◆ **Itens de um conjunto de dados**
——————

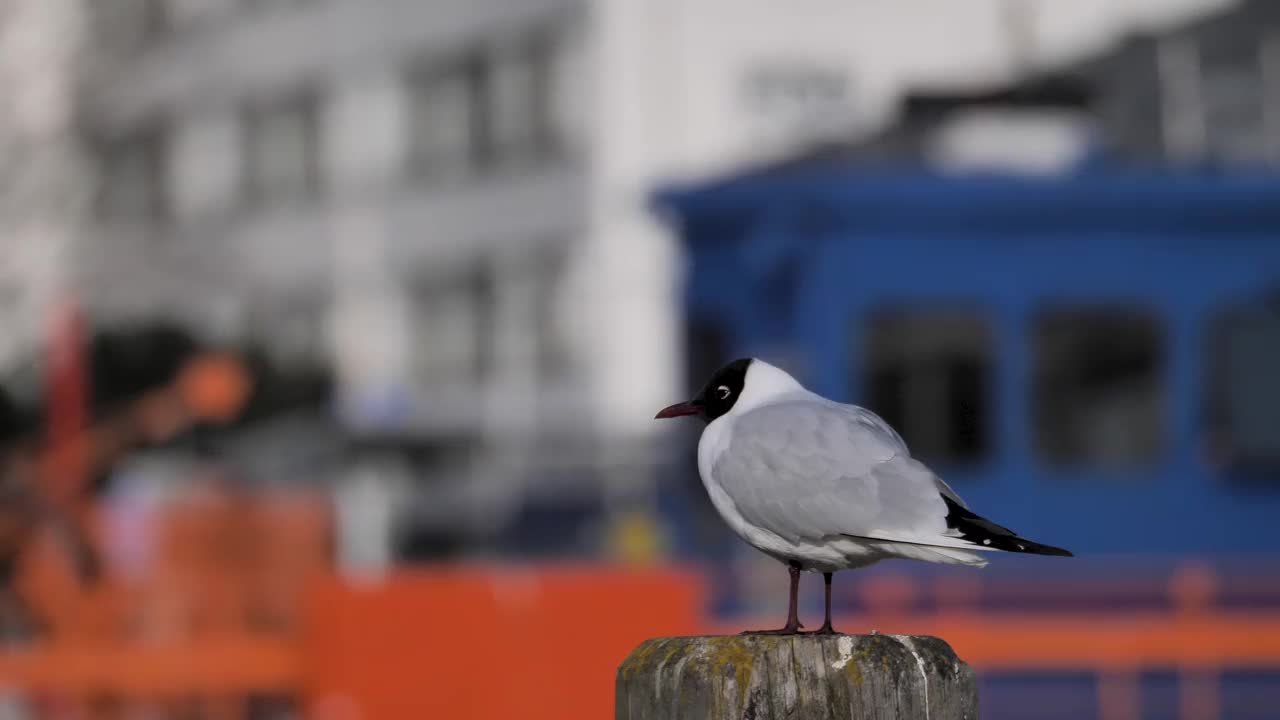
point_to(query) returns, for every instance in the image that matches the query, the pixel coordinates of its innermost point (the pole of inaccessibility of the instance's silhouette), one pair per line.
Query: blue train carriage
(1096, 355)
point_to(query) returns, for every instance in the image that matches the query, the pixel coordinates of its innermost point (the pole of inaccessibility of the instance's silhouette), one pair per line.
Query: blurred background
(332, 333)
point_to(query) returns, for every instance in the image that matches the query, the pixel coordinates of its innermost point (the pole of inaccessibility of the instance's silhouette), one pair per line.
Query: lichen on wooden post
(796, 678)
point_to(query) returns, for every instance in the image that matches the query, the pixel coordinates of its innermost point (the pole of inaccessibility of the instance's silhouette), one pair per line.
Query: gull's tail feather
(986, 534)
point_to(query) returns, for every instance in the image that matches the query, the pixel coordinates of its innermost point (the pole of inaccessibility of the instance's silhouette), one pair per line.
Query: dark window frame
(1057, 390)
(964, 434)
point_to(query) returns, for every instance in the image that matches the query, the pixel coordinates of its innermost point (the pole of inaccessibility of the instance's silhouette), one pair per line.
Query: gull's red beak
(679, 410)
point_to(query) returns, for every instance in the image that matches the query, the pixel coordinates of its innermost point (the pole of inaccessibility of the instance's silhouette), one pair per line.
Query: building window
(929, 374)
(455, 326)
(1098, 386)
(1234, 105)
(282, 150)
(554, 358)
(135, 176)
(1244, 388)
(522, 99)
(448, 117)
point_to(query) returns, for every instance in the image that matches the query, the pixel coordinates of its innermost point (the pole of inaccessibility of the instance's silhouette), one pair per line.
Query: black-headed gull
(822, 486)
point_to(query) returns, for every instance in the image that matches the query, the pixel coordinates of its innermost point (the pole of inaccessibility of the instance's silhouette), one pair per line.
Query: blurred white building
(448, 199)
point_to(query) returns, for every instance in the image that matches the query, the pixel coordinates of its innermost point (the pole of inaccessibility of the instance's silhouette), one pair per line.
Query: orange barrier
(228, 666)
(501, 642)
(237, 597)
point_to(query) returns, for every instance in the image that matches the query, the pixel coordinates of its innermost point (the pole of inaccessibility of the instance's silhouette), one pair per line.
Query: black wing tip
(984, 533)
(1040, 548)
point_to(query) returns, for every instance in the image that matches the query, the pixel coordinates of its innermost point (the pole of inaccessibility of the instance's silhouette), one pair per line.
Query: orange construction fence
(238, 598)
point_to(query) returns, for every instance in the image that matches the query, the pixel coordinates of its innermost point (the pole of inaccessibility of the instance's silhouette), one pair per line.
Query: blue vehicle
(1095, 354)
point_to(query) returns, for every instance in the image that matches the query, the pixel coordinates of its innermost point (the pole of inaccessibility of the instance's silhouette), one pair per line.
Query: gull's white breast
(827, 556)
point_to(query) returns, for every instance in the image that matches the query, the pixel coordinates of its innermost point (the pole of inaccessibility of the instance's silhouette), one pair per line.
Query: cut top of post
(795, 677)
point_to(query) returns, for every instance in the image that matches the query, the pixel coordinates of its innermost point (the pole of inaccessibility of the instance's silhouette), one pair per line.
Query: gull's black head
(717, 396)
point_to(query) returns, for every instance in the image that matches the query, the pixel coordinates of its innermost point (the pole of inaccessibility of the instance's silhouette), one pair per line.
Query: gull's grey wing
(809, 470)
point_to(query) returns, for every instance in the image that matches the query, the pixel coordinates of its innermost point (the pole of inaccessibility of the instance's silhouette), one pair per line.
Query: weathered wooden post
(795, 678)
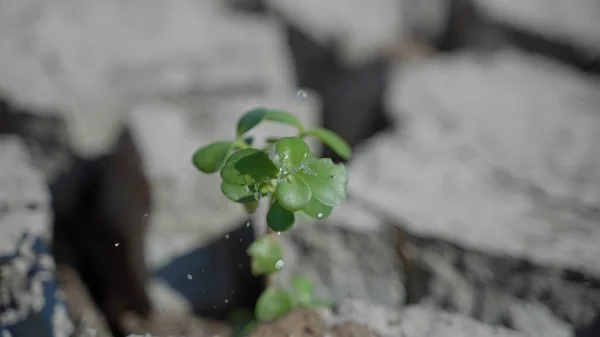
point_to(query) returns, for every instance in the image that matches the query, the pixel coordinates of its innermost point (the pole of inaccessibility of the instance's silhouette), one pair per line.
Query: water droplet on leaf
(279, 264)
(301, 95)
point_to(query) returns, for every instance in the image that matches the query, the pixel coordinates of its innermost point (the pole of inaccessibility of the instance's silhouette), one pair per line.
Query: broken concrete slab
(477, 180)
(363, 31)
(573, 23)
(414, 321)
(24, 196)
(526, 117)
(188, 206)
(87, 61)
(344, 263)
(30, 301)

——————

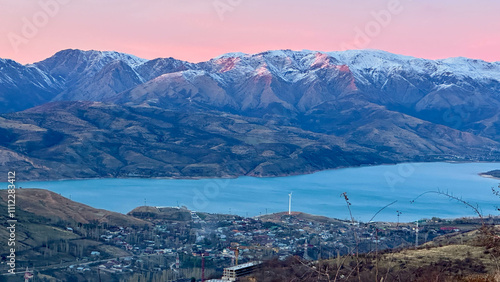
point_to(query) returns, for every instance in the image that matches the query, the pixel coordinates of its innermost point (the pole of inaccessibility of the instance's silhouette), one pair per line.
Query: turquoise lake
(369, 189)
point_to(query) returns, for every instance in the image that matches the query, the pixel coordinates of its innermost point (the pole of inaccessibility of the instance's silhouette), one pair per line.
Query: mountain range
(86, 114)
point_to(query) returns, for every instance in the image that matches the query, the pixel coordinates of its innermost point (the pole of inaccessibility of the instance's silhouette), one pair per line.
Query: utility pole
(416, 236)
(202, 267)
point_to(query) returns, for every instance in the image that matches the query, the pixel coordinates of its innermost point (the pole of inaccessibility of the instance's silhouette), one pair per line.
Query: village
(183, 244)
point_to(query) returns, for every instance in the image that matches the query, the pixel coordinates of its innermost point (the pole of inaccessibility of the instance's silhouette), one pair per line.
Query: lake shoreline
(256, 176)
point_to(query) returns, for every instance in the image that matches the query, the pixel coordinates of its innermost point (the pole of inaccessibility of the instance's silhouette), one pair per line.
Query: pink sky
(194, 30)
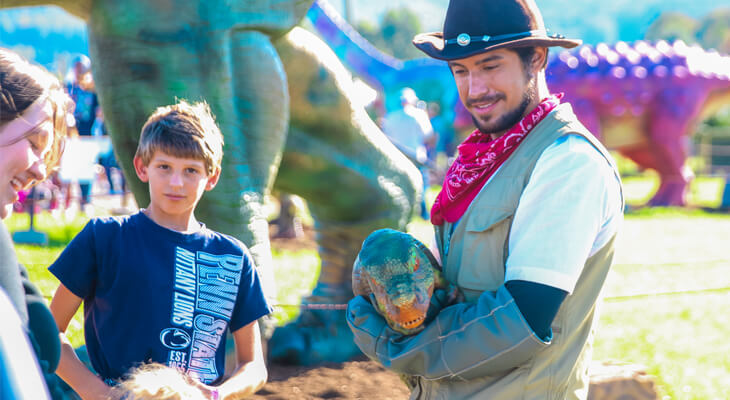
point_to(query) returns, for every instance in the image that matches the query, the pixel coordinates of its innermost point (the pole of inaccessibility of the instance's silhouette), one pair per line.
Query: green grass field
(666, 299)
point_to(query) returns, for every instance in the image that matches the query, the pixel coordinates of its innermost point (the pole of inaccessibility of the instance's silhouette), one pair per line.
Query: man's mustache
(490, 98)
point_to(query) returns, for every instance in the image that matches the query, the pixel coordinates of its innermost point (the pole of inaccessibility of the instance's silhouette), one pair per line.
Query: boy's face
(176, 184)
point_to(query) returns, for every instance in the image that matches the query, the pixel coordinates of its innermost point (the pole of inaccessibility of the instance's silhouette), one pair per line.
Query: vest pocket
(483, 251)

——————

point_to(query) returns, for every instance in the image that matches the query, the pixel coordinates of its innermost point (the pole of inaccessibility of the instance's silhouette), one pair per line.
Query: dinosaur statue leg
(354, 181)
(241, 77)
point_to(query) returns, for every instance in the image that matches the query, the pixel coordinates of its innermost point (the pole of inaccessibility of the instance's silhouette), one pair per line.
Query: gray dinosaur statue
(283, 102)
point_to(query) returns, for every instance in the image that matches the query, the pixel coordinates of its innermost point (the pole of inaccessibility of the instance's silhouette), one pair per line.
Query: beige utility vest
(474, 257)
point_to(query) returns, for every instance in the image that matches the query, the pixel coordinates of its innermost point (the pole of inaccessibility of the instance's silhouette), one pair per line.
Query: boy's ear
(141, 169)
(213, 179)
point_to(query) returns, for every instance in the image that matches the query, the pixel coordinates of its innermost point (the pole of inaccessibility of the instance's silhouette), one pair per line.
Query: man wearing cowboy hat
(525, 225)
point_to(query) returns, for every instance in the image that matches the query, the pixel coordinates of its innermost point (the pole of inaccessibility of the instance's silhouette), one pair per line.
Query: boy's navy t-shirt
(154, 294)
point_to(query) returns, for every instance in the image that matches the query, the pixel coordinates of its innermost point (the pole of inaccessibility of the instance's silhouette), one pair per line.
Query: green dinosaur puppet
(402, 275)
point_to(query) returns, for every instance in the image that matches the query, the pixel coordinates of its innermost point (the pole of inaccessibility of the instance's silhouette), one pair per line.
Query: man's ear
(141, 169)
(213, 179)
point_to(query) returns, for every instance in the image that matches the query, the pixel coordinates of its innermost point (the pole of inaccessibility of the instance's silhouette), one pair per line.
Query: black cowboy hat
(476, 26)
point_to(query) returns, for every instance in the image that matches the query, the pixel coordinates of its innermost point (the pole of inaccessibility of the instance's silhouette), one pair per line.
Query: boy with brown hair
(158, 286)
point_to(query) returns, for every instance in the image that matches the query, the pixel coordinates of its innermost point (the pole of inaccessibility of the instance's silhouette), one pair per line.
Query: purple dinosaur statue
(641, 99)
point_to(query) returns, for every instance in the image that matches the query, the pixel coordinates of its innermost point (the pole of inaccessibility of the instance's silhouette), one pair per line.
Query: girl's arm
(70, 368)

——————

◆ **TAREFA**
Informe, copiando-as por inteiro, todas as linhas dos dados que contêm a palavra "blurred". Leve em conta a diferença entre maiúsculas e minúsculas.

◆ **RESULTADO DA TAREFA**
Query: blurred background
Query: blurred white building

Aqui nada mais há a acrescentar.